### EXCERPTED TEXT
Ping!

FYI Jason, I verified that the original patch (attached again) continues to 
apply cleanly and resolve the failure in functionalities/inferior-assert with 
SVN trunk.

- Ashok

-----Original Message-----
From: [email protected] [mailto:[email protected]] On 
Behalf Of Thirumurthi, Ashok
Sent: Wednesday, June 12, 2013 12:34 PM
To: Jason Molenda
Cc: [email protected]
Subject: Re: [lldb-dev] regarding [Bug 15671] New: backtrace truncated after 
assertion failure in inferior

> Hi Ashok, thanks for working on this -- I know the unwinder code can 
> be a hard to modify, RegisterContextLLDB.cpp is a little complex in 
> places. :/
For sure, Jason, thanks for the sophisticated unwinder.


> A recent change to ObjectFileMachO is that it also gets the function start 
> addresses from the eh_frame information if LC_FUNCTION_STARTS doesn't exist:
Nice, I see how that's an advantage in spite of the performance hit.  I'll 
certainly look at reworking ObjectFileELF to add the function symbols for 
stripped symbols from the eh_frame information.


> Let me know what you think.
Perhaps the best approach is to do both.  Having my suggested new code path in 
the unwinder isn't fundamentally wrong or a performance concern.  In contrast, 
it does unblock Linux core file support and a high-profile bug for a common use 
case.  I think it also improves the applicability of the unwinder while looking 
for improvements in other object-file formats (i.e. ObjectFilePECOFF).

### TASK BRIEF
According to the mailing-list message above, name the test failure that the original patch resolves.

### RECORD EXTRACTS
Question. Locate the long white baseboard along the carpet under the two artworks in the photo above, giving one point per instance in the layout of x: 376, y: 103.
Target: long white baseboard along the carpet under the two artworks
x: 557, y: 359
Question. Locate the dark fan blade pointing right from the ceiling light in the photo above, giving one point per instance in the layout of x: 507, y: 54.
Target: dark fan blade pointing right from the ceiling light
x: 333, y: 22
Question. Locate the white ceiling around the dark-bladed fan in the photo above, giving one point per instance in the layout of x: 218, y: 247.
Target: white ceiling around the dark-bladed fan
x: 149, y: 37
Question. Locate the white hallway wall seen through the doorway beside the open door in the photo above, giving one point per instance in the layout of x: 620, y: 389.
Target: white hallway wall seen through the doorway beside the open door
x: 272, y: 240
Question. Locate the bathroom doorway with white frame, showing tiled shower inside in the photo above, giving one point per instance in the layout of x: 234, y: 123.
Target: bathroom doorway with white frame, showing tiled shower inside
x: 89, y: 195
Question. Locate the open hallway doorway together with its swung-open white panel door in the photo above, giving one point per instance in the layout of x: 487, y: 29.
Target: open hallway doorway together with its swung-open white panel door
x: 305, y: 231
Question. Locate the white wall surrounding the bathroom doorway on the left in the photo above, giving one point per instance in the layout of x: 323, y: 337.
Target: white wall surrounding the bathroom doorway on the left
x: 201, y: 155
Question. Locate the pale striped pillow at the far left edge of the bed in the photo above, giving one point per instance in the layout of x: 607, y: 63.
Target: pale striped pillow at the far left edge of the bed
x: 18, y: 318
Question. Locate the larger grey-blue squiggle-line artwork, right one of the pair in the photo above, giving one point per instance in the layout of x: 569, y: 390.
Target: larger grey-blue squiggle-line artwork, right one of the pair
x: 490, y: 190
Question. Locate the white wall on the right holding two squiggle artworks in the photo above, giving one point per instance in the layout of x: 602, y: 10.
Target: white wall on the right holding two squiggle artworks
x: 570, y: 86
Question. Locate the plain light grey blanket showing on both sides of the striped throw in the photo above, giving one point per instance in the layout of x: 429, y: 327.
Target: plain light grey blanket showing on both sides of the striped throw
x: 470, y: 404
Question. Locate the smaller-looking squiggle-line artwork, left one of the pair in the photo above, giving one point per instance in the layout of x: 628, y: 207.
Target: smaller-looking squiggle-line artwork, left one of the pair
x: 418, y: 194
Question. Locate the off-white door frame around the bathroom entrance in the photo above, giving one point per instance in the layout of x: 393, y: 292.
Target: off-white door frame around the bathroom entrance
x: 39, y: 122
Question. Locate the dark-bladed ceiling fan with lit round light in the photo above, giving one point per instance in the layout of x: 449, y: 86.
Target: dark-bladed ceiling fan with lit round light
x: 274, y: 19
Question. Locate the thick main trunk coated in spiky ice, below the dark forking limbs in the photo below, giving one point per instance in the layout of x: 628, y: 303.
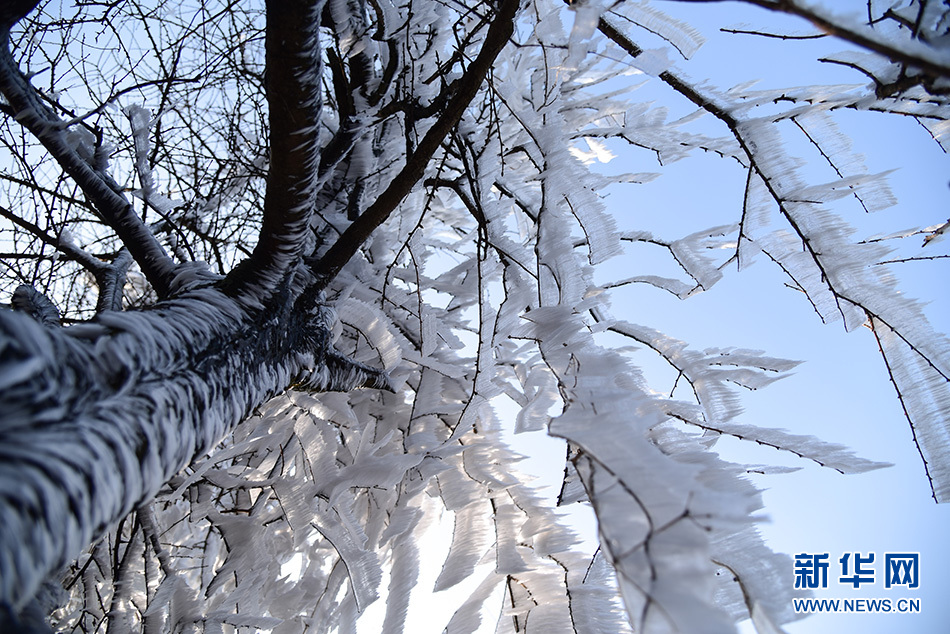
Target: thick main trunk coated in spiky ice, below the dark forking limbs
x: 94, y: 419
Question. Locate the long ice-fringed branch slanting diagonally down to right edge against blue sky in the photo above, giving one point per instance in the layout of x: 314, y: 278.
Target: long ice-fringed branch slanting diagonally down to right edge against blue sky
x: 835, y: 274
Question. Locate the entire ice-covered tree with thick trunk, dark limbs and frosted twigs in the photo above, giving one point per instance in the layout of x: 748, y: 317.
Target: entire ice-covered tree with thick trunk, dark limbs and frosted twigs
x: 243, y: 209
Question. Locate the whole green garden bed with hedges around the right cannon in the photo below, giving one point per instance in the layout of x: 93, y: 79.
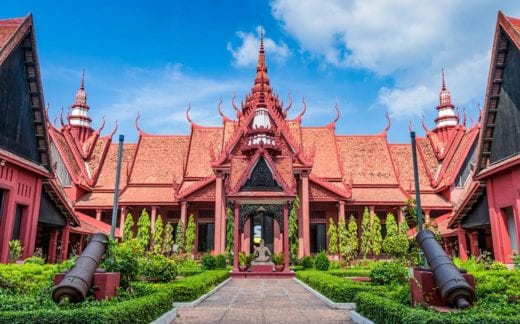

### SOLUTION TO THE PROBLEM
The failure in functionalities/inferior-assert.